◆ **Goal**
Every line from the one containing "window opening in" to the final line of the material below must be reproduced exactly; leave out all other lines.

(Image outline annotation entries)
----

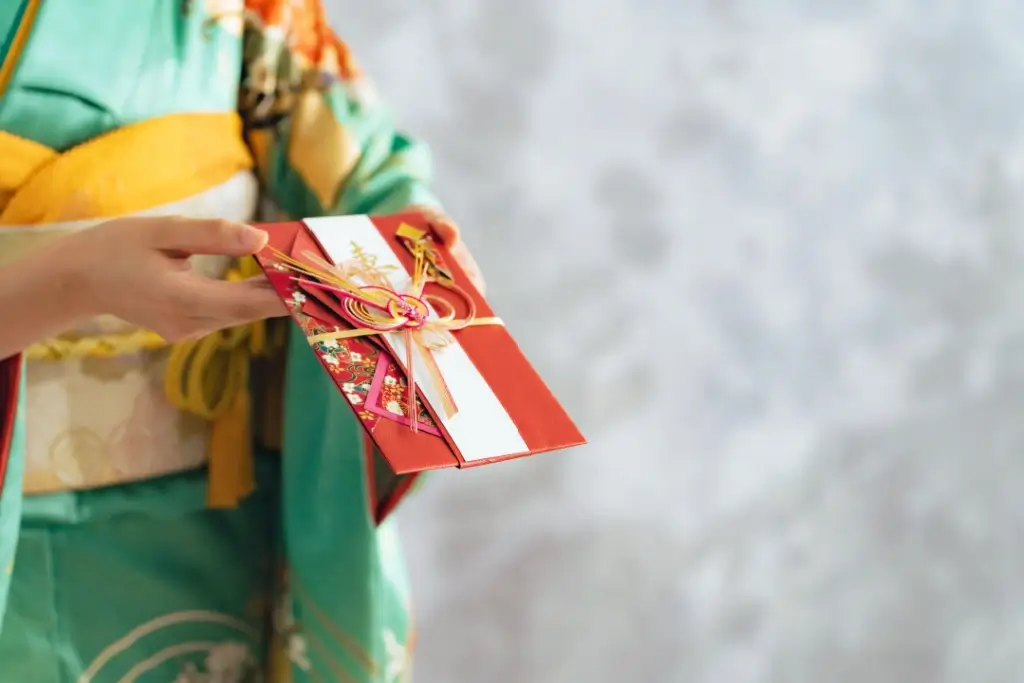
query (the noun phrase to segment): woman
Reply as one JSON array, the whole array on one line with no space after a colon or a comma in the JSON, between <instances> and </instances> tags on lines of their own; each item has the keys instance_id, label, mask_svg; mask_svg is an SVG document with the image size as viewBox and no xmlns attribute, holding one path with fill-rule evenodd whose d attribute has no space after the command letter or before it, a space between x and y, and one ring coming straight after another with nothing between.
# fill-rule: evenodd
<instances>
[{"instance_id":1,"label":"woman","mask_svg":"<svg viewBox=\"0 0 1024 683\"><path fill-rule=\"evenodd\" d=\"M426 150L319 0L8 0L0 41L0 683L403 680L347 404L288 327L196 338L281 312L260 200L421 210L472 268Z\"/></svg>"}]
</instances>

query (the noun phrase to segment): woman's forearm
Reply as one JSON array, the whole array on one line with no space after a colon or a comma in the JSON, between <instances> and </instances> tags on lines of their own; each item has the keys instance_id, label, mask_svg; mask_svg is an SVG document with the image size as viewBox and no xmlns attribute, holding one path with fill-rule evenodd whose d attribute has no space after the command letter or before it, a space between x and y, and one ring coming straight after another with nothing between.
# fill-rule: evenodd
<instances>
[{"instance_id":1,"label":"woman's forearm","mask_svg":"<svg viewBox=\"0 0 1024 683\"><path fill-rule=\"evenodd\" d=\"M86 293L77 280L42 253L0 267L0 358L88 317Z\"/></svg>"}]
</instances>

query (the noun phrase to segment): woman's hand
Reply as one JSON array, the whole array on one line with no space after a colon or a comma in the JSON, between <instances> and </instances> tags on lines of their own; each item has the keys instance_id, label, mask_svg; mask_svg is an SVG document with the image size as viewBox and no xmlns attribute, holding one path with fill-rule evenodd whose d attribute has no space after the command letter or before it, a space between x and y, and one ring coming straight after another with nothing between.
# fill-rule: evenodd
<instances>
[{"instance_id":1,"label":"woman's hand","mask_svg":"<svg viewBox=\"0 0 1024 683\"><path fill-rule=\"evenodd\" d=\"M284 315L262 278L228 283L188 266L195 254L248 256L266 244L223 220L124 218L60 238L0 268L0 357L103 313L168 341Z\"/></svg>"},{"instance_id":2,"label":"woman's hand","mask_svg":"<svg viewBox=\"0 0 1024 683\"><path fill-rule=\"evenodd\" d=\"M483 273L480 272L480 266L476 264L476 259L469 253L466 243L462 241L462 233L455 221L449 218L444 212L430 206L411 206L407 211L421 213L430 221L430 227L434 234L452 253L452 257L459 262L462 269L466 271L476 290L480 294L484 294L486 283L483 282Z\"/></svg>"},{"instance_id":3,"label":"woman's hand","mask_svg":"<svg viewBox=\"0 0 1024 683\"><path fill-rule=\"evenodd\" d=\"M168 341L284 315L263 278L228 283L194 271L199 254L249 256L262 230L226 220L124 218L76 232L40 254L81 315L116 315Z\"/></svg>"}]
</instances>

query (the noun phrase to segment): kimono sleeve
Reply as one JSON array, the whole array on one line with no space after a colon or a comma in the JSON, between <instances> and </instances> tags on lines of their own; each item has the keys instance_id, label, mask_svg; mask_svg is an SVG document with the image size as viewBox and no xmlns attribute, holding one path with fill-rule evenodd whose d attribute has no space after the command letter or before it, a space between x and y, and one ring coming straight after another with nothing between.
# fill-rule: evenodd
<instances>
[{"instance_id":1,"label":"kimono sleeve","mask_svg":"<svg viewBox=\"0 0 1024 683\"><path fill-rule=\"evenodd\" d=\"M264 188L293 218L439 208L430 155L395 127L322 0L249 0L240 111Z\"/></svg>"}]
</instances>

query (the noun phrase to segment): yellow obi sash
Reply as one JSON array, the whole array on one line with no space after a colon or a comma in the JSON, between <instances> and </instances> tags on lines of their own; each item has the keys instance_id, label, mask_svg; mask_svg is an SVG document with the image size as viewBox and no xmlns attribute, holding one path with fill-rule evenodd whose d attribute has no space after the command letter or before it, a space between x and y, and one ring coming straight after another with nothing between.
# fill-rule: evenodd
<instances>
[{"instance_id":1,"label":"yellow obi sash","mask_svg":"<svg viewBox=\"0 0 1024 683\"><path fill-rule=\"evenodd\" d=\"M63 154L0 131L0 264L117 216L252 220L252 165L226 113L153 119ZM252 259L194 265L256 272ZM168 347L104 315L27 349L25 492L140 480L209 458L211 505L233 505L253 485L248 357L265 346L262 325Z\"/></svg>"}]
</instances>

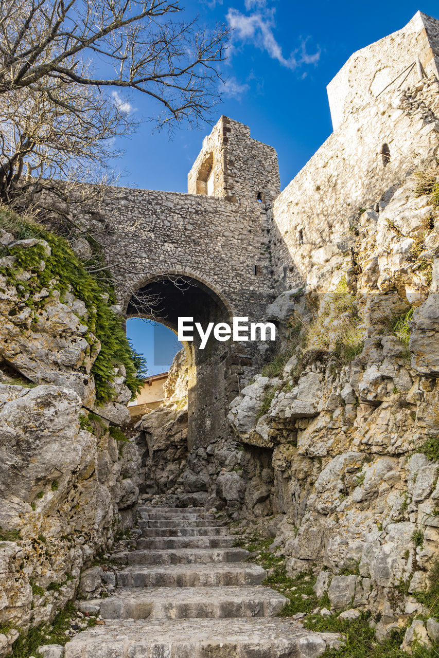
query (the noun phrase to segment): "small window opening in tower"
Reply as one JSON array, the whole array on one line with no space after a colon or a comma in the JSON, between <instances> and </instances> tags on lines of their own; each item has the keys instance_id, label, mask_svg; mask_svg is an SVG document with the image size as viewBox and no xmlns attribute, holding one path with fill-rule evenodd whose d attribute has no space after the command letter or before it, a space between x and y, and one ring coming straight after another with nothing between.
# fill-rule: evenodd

----

◆ **Answer**
query (the noun phrase to segment): "small window opening in tower"
Reply as one JSON array, the whole array on one line with no space after a colon or a comma in the JSON, between <instances> and </instances> tags on lines of their own; each item has the keys instance_id, label, mask_svg; mask_svg is an SVG document with the image size as viewBox and no xmlns attribute, holding one path with fill-rule evenodd whose d attribute has no space after the command letter or before it, a space between x and y, and one ring coming straight after another with nothing between.
# fill-rule: evenodd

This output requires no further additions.